═══ ENTRIES SHOWN ═══
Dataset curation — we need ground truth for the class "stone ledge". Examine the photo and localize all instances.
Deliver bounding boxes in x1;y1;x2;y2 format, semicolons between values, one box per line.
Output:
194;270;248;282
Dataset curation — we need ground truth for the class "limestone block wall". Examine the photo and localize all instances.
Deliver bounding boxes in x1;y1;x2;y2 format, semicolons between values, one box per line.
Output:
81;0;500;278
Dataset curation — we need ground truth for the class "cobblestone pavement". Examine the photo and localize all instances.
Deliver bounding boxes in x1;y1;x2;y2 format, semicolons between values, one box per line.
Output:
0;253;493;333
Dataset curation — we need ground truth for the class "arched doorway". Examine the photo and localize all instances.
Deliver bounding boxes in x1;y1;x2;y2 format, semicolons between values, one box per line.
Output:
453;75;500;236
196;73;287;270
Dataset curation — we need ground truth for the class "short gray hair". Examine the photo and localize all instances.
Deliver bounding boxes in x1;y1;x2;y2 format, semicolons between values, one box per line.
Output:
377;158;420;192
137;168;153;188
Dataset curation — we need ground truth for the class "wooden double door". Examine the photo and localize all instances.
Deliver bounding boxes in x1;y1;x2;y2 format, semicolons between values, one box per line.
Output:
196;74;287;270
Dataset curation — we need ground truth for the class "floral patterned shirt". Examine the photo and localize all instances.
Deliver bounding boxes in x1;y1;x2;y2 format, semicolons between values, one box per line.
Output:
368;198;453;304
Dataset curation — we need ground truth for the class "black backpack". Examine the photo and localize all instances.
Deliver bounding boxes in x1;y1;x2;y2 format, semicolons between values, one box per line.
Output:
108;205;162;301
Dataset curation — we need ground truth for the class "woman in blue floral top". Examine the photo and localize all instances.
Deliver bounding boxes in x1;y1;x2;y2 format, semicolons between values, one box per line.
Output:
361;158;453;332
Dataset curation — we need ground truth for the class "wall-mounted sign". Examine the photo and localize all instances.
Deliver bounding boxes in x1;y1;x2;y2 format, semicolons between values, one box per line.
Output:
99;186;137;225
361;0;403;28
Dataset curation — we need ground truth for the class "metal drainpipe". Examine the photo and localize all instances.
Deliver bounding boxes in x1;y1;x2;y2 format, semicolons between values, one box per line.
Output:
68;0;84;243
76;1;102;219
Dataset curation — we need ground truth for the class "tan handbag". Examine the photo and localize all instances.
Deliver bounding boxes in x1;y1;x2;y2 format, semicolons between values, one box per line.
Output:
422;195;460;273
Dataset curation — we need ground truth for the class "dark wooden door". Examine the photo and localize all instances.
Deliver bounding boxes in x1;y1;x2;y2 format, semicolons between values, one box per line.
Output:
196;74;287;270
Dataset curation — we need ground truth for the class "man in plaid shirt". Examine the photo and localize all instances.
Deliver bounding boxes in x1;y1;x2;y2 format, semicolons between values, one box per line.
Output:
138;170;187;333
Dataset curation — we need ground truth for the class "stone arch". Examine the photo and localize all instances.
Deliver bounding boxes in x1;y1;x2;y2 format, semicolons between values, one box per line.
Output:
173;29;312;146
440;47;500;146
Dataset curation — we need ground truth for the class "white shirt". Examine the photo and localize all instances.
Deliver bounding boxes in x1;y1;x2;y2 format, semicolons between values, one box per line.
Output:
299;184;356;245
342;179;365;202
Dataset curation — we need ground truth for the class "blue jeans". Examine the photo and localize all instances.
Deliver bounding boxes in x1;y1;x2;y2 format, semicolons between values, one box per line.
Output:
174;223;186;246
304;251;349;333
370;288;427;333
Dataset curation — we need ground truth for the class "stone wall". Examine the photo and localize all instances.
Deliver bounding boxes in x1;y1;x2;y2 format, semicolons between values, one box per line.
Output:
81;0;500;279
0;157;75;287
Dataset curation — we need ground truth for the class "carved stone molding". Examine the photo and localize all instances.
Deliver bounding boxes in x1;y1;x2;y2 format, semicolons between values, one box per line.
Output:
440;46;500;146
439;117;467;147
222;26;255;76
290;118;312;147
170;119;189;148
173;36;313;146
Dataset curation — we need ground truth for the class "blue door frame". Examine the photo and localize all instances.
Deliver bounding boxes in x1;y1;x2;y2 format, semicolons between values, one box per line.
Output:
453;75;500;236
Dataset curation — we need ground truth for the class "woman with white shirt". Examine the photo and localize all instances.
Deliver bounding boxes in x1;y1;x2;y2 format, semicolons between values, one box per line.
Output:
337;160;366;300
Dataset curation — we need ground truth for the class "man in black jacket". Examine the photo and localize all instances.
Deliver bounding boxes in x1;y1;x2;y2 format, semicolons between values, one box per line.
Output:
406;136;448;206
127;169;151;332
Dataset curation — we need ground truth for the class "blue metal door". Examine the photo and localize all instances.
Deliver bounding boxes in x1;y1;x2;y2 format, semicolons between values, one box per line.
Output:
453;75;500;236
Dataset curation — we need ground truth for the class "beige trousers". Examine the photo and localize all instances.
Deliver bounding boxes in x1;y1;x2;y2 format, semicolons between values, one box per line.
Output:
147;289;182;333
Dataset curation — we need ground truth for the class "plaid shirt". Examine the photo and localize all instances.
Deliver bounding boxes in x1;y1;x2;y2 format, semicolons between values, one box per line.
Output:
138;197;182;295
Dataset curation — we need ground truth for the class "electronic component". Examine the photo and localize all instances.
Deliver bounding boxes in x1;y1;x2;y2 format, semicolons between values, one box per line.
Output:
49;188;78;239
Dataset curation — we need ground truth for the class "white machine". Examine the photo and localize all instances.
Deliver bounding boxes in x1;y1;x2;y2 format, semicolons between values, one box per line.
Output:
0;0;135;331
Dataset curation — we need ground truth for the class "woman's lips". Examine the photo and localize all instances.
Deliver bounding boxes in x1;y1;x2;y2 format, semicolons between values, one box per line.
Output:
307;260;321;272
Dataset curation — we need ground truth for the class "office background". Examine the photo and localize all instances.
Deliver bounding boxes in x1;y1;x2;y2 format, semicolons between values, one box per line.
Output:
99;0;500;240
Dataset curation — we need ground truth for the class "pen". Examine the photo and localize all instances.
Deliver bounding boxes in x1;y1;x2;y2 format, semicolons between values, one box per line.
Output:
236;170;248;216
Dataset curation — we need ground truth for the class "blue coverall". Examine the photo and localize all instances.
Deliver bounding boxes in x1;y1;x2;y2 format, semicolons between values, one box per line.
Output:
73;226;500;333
═══
**WHAT THE TASK ASKS**.
Report how many lines in the entries above contain the string "black". Matching is case-sensitive; output only the count.

**RESULT**.
2